### Supplied data ###
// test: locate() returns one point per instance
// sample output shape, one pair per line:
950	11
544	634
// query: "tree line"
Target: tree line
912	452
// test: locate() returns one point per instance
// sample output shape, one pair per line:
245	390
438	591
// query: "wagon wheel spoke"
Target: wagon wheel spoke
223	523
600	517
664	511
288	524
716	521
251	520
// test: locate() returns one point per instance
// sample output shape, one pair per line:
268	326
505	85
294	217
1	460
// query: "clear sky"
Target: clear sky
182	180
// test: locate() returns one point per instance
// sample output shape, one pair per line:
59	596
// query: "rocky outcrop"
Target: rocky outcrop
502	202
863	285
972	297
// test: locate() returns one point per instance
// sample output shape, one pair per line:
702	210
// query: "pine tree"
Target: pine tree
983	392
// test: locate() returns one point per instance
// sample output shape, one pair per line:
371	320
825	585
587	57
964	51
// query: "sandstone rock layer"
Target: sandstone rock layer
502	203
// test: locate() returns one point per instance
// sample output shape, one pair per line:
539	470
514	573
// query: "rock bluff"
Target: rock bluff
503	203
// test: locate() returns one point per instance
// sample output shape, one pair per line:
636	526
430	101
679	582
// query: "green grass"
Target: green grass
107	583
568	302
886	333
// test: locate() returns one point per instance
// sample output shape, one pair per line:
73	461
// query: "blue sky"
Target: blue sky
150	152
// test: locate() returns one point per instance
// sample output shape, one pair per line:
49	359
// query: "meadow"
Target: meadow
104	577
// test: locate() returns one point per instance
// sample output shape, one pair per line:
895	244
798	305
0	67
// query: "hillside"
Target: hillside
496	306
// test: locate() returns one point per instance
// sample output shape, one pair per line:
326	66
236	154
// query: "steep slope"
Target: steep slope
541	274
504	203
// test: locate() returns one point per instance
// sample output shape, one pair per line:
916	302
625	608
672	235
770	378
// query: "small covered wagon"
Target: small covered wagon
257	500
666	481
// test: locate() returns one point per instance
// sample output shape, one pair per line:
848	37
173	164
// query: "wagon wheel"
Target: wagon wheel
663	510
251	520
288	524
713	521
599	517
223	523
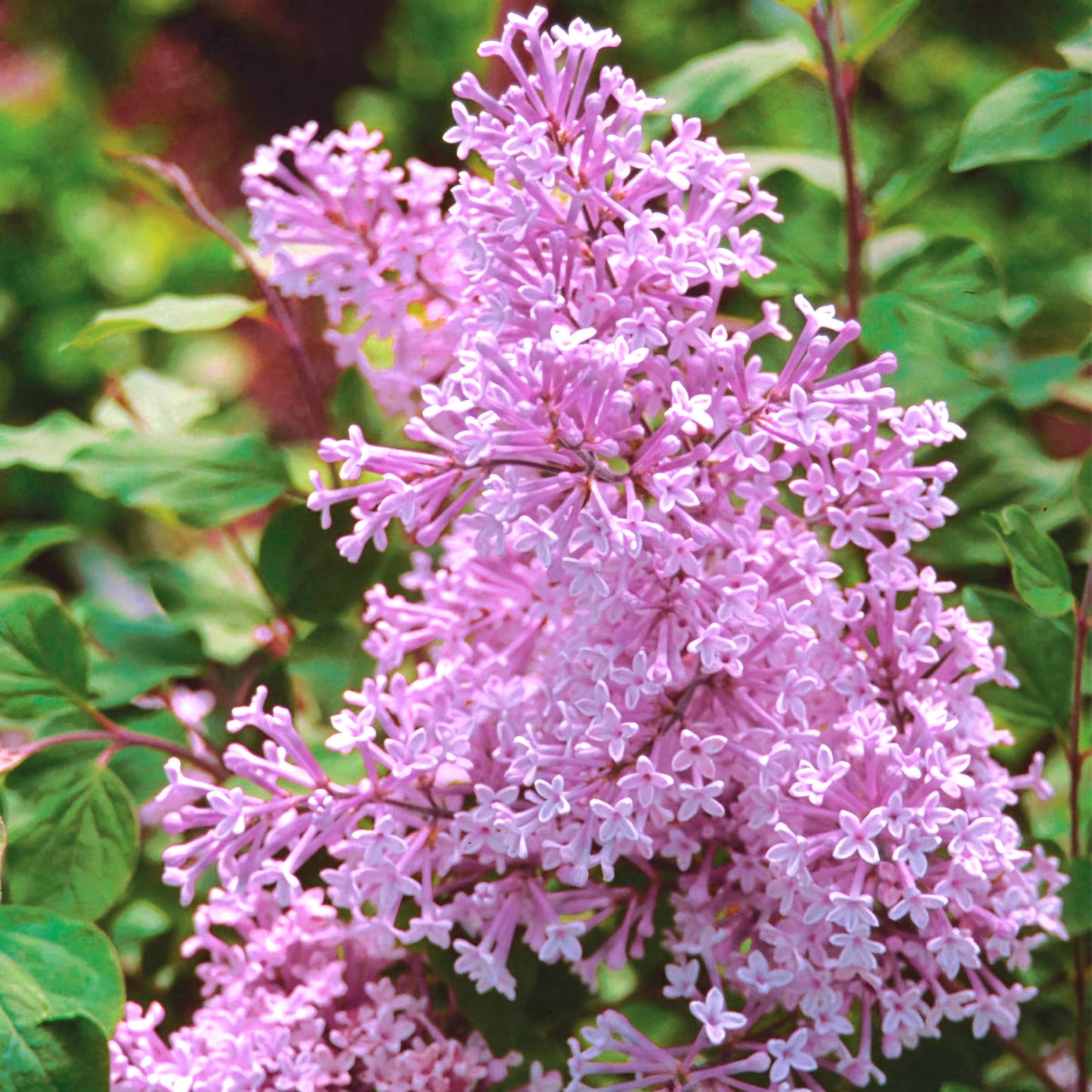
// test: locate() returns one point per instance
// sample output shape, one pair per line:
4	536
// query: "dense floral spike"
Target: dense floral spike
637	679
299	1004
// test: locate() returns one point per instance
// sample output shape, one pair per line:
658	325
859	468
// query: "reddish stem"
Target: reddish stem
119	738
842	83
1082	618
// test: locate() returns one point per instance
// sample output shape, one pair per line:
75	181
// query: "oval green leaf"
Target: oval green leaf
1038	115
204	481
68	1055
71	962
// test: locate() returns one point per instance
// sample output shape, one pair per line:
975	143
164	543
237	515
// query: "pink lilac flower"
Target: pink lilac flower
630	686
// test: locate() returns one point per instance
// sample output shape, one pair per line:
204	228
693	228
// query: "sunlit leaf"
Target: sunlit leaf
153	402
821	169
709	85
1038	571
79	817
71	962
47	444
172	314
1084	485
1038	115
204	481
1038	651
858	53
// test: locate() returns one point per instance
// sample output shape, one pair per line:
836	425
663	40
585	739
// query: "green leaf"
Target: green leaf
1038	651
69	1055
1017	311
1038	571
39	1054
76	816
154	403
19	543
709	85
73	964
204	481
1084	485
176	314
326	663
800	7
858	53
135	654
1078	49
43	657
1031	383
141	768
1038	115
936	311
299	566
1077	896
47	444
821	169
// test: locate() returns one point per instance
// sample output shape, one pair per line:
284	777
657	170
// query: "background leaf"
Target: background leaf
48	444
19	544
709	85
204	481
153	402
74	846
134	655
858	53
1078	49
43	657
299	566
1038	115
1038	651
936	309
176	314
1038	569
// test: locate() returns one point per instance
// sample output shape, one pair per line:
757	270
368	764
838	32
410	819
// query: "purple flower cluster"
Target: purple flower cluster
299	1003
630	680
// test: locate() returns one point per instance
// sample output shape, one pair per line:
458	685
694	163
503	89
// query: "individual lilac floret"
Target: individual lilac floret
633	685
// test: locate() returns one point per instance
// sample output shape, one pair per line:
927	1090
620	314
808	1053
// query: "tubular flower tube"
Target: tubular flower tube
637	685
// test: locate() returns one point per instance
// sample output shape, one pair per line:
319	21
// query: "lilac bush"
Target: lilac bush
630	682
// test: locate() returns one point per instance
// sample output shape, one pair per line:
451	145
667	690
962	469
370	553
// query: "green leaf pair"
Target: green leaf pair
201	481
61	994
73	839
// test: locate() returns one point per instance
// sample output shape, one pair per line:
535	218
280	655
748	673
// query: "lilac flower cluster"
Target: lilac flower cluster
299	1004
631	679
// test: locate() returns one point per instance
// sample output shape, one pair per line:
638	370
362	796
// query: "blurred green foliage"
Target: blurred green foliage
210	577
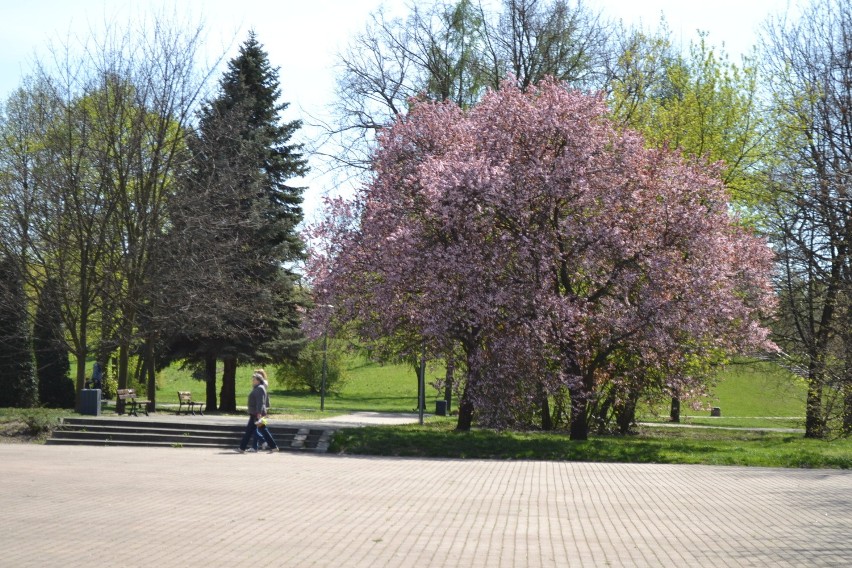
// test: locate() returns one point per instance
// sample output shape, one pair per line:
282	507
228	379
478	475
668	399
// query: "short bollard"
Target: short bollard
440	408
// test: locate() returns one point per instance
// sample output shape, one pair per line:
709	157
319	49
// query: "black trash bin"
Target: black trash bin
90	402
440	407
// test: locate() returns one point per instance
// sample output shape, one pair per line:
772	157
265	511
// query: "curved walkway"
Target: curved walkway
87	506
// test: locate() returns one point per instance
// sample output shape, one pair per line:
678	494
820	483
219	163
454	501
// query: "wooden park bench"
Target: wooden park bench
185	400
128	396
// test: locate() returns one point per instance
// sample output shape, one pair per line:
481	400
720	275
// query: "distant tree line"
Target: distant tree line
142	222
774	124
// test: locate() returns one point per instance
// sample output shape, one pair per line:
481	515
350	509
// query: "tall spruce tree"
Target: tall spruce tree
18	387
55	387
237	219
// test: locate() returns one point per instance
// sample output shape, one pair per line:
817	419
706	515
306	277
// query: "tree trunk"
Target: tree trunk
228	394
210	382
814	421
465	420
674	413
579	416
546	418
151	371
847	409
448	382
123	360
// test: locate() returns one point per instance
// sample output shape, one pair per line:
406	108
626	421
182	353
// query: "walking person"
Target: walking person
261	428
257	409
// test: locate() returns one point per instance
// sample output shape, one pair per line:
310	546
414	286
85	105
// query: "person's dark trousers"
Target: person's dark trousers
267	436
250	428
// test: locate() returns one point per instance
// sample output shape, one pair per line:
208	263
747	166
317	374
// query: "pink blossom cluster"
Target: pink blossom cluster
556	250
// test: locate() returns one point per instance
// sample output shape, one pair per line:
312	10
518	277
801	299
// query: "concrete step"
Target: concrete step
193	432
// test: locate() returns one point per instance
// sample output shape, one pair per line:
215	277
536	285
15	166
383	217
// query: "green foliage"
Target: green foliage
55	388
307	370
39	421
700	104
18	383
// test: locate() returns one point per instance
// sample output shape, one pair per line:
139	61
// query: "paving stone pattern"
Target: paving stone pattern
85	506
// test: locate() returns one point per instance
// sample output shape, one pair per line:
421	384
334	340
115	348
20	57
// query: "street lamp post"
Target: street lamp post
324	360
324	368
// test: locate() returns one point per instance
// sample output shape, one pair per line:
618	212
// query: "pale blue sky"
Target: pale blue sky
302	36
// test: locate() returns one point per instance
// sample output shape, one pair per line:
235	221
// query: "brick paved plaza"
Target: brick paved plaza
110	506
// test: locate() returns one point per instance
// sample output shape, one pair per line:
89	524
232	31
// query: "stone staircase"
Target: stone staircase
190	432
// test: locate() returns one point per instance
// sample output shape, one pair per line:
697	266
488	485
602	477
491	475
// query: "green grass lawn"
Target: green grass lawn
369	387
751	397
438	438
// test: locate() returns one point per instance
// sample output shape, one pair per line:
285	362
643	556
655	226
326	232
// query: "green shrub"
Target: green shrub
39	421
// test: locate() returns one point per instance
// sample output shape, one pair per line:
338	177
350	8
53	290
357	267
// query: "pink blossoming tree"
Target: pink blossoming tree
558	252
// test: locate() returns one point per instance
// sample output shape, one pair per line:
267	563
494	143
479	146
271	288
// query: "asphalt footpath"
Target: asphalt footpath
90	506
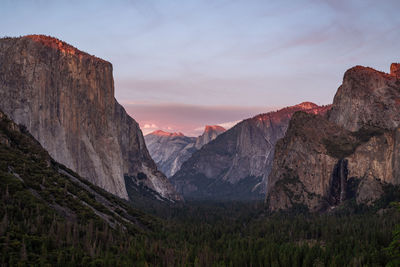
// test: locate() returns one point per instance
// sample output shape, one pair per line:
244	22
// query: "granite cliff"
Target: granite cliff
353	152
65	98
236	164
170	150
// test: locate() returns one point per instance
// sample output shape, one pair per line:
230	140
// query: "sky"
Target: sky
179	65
###
* Written task:
Pick out each line of the records above that contains the word "grass" and copy those lines. The match is case-sensitive.

* Answer to this problem:
// query: "green grass"
Target: green grass
// query: "green grass lawn"
Target: green grass lawn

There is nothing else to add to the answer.